The request:
Write out the data below in full. Keep it exact.

[Labeled-object pointing entries]

•••

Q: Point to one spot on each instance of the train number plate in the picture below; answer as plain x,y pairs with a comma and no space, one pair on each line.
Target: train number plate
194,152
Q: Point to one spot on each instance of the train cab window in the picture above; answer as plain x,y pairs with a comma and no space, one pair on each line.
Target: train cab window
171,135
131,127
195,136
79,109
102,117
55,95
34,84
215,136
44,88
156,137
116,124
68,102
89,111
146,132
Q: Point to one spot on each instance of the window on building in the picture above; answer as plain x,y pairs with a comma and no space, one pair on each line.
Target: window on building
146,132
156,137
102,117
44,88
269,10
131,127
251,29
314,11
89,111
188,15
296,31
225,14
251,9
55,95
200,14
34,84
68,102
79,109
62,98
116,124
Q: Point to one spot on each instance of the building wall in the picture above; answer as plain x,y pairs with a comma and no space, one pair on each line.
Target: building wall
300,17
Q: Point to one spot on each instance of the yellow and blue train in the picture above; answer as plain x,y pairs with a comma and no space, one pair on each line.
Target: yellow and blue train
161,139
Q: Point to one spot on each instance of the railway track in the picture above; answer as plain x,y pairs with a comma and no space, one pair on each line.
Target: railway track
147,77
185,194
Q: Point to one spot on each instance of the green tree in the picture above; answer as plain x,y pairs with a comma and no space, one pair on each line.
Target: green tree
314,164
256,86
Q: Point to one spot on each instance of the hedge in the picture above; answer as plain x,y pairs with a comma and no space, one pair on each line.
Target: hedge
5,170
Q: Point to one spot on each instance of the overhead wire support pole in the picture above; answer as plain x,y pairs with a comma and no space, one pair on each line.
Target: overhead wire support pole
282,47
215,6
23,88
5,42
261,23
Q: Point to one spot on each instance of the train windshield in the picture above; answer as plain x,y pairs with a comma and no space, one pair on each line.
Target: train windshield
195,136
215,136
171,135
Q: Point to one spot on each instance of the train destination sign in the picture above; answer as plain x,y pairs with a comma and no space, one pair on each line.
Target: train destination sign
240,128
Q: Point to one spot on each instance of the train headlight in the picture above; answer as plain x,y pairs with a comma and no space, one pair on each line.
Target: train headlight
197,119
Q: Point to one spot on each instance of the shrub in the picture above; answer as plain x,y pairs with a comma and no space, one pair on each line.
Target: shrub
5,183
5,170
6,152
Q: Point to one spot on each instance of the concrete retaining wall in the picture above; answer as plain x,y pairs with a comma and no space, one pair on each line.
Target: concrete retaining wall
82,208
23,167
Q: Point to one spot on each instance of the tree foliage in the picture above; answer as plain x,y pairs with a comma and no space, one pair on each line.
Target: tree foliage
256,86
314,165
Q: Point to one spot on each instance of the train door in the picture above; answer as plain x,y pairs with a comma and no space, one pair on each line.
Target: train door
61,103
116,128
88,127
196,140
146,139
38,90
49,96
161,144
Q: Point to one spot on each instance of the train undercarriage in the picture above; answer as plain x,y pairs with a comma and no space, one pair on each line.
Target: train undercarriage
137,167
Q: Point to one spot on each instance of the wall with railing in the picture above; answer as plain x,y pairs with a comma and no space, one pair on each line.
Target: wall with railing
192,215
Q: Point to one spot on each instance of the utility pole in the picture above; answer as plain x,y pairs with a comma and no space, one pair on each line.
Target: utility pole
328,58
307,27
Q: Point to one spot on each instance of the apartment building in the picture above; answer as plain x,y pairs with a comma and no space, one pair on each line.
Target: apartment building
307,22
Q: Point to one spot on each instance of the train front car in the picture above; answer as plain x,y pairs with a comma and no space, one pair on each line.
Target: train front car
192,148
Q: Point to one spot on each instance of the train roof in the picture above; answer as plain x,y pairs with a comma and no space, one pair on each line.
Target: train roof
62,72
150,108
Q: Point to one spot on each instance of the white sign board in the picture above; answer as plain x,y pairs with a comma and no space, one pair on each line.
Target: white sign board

•••

Task response:
Q: Point to one spot on each instance of the train number plate in the picture below; answer as plain x,y pairs with a comma and no space, one pair on each line.
Target: train number plate
194,152
Q: Point to one spot on each instance of the train cab window in the picture above; answer as plain x,y pairs with a comma and no space, one pair on each line.
Target: train cab window
171,135
131,127
195,136
79,109
102,117
55,95
34,84
215,136
44,88
156,137
116,124
68,102
89,111
146,132
Q: Point to one spot on each instance of the window on building in the picture above; answer as plain x,y pairs with a comma and no space, one pair on each line.
Target: window on building
146,132
156,137
102,117
44,88
269,10
131,127
251,29
314,11
89,111
188,15
296,31
225,14
251,9
55,95
200,14
34,84
68,102
79,109
62,98
116,124
Q: Point to one spot on each instance of the building wall in the picture above; answer as plain x,y pairs with a comma and no space, one pair on each line.
Target: building wall
300,17
Q: Point to one spot on each instance of the yellow and blue train in the picture above; answer as plain x,y pairs with a comma and no space, one pair on each line.
Target: yellow and blue train
161,139
Q: Point to one spot on each instance of the railway track in the picture above; answer as plain x,y pairs with a comma and no space, one pair on each line.
Target: railway track
147,77
185,194
Q: Point to one spot on each instance of the green tree in the picture above; answer as plain x,y pairs with a comma and no space, one pair on each line.
Target: green tree
314,164
256,86
Q: Point to one spot on each instance of the hedge in the picture above; answer as plain x,y pairs with a comma and no space, one pair on each line.
Target: hedge
5,170
Q: Point to one spot on each instance of the overhead wire support pole in the picture above; answer as plain x,y pairs with a comma and no space, one pair on each line.
Target: overhead wire support pole
282,47
215,6
23,88
5,42
261,23
Q: Point to one spot on each instance of the train windshield in the picture above; answer as plain x,y pairs with a comma and no space, one pair on each line.
Target: train windshield
195,136
215,136
171,135
Q: Point to one spot on each instance of the train destination sign in the picture above; answer as plain x,y pairs with a comma and no space, one pair on each line.
Target: train destination sign
240,128
Q: Point to one spot on each instance of the train headlight in the picture above; answer as plain x,y pairs with a comma and no space, one pair on each line.
Target: train headlight
197,119
Q: Point to one spot on each instance of the shrub in the picture above; answer as plain x,y pairs with a comma and no space, one pair on each line.
Target: shrub
5,183
5,170
6,152
Q: Point to one spot on each instance of the concrete retaining wall in the picture above; answer as plain x,y pairs with a comma and no space, one pair on each line.
Target: concrete retaining wall
82,208
23,167
Q: Point to one spot on each instance of the tree foliage in the picture above; answer as plain x,y pairs with a comma and no space, one pair on each line.
Target: tree foliage
256,86
314,165
Q: Point to one spot on each instance of the train door in the picture above; answer as plain x,y pairs with a comma and no space, one pair on each line.
Target: train door
61,103
116,128
88,127
196,140
146,139
38,90
49,96
161,144
Q: Point to one spot on each instance of the train undercarriage in the picture above; answer as plain x,y pairs with a comma and no space, one pair on each line.
Target: train undercarriage
137,167
Q: Point to one spot on each instance of the wall with railing in the picture above; answer as plain x,y pairs with a comma and no space, one pair on each line.
Target: wall with railing
192,215
Q: Point to one spot on each instance of the utility pole in the picture above; answer as plain x,y pairs with a comma and no space, one pair on each line.
Target: utility pole
328,58
307,27
Q: Point to one spot on each instance of the apartment building in the picture above; answer as plain x,y pairs with a comma and no space, one pair on each line.
Target: apartment building
307,22
Q: Point to one spot on each instance of the train front car in the picture above; answer as plain x,y pairs with a comma and no space, one pair on each line.
Target: train front car
192,148
Q: Point to one spot on each instance of the train roof in the picture above; answer as plain x,y pairs with a comma and no space, one pair on each line.
Target: train roof
62,72
150,108
Q: Point to one spot on each instance of the white sign board in the picture above; answer as plain x,y pairs with a comma and no space, one pair on each line.
Target: white sign board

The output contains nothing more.